_Goal of the exercise:_
Copy the NHS data access article from "- An internal" up to and including "under NHS control.", changing "briefing note" to "memo".

_Selected text:_
◆ ◆ ◆

Ministers say NHS data access unchanged – but it’s clear a fight took place
Key Points
- Health minister Preet Kaur Gill told Parliament on 28 May 2026 that high-level access permissions on the NHS Federated Data Platform have not been expanded.
- The denial follows Financial Times reporting that NHS England agreed to create an admin role giving external contractors, including Palantir staff, access to identifiable patient data.
- An internal April 2026 NHS briefing note warned of a risk of loss of public confidence and recommended capping and time-limiting the wider permissions.
- Palantir built the platform under a £330 million contract won in 2023 and says it acts only as a data processor under NHS control.
- The minister's answer did not address the admin role or the briefing note, leaving the data minimisation question raised by MP Martin Wrigley unresolved.
Health minister Preet Kaur Gill has told Parliament that high-level access permissions on the NHS Federated Data Platform have not been expanded.
The written answer, published on Thursday (28 May), responded to Liberal Democrat MP Martin Wrigley, who asked what assessment had been made of the impact of expanding such permissions on the NHS principle of data minimisation.

◆ ◆ ◆

_Record excerpts:_
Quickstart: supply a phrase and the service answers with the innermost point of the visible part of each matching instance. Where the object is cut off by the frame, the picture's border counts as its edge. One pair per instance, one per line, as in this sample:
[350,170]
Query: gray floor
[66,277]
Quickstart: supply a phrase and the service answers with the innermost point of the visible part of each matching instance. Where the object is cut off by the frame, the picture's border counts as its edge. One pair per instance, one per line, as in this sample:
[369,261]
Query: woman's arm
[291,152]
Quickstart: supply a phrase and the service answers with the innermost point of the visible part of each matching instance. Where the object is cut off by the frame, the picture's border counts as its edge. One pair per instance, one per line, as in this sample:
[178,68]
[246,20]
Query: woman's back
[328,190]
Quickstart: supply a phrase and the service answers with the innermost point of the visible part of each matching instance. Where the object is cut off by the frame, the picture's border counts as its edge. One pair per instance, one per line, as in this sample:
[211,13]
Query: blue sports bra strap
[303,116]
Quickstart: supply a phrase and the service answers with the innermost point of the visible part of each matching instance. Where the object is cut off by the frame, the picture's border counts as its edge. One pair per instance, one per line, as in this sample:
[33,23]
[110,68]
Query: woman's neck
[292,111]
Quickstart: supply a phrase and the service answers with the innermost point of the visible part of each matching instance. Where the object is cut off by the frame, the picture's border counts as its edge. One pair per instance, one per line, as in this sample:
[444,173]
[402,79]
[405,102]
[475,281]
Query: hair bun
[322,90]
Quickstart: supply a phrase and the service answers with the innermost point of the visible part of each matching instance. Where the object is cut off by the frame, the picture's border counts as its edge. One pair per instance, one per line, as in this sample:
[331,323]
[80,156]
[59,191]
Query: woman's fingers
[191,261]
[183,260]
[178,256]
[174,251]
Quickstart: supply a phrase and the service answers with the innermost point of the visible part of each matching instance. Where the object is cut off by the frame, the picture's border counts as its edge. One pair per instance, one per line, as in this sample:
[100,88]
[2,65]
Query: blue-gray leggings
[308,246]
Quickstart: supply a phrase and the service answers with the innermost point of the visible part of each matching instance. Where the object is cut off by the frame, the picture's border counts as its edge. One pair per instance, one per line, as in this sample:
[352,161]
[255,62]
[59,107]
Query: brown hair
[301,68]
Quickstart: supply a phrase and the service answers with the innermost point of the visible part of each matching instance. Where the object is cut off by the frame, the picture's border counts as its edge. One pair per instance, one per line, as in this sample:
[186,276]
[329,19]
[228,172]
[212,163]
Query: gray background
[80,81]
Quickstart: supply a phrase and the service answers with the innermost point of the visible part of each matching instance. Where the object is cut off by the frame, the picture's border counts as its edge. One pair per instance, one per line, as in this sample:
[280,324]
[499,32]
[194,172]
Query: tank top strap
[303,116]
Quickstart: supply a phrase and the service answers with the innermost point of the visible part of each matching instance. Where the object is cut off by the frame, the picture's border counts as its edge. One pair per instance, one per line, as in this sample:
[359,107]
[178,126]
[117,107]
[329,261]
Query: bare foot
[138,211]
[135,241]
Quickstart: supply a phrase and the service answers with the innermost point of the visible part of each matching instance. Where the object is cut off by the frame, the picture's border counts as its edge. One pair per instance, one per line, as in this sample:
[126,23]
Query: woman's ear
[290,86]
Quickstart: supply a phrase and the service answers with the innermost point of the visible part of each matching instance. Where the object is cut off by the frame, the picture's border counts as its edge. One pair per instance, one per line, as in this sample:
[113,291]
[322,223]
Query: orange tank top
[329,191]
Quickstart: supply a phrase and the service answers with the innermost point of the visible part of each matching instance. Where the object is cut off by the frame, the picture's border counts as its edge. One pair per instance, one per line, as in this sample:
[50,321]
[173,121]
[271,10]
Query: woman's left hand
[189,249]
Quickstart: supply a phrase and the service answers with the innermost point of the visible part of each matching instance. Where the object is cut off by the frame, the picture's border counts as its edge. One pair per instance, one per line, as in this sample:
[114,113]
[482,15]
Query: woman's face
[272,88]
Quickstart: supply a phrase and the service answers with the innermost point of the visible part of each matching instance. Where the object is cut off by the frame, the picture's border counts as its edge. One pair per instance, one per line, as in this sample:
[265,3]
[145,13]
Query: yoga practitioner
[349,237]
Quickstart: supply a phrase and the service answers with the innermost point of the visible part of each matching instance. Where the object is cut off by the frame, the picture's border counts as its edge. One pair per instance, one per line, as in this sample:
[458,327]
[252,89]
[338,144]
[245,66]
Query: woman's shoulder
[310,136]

◆ ◆ ◆

_Exercise result:_
- An internal April 2026 NHS memo warned of a risk of loss of public confidence and recommended capping and time-limiting the wider permissions.
- Palantir built the platform under a £330 million contract won in 2023 and says it acts only as a data processor under NHS control.